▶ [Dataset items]
________________________________________
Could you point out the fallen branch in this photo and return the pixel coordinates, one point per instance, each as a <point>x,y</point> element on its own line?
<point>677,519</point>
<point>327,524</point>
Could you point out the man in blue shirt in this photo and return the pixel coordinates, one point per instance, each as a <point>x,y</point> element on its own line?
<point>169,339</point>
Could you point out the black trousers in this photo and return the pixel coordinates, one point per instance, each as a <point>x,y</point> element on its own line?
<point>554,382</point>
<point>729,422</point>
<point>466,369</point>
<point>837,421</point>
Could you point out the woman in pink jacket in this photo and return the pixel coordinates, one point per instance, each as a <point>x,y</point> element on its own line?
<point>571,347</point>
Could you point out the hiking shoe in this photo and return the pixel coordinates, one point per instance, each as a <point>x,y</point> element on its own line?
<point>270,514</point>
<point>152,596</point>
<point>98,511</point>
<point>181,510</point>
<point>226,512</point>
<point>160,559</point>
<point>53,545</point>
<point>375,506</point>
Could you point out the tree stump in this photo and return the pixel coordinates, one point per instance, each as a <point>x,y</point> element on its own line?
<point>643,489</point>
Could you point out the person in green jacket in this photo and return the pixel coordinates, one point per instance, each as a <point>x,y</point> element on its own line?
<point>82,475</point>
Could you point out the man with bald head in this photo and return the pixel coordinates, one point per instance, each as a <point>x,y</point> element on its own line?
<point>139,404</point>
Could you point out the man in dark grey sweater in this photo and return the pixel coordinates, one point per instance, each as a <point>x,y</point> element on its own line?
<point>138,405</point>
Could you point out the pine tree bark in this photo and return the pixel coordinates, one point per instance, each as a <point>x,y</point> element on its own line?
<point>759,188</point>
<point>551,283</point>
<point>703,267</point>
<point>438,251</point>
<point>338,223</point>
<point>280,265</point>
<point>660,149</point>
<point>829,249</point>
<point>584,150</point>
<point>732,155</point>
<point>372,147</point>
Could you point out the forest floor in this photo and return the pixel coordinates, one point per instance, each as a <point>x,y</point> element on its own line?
________________________________________
▶ [TASK DESCRIPTION] Starting with the line that contains "Could you point out the person", print every line through the end of the entries above exactly as written, both boundary lines included, and nothing else.

▶ [WRITTEN SOLUTION]
Could you point out the person in green jacket in this photo and return the pixel coordinates, one point per instance, each as a <point>x,y</point> element on its own line?
<point>82,475</point>
Could you point out the man with bald head in this photo and return the pixel coordinates, one point per instance, each as a <point>x,y</point> element on its own line?
<point>139,404</point>
Could you point out the man in dark grey sweater in this photo and return the pixel coordinates, one point per instance, each as a <point>x,y</point> element on its own line?
<point>138,405</point>
Could you point out the pine tree bark in this photo and return the pixel coordinates, one point per instance, each as a <point>x,y</point> element on its own line?
<point>759,188</point>
<point>551,283</point>
<point>703,267</point>
<point>438,251</point>
<point>338,223</point>
<point>280,265</point>
<point>660,149</point>
<point>829,249</point>
<point>584,150</point>
<point>732,155</point>
<point>372,147</point>
Could you point out the forest floor in this photo and return the pixel coordinates, one point per instance, each as a <point>x,y</point> element on its own line?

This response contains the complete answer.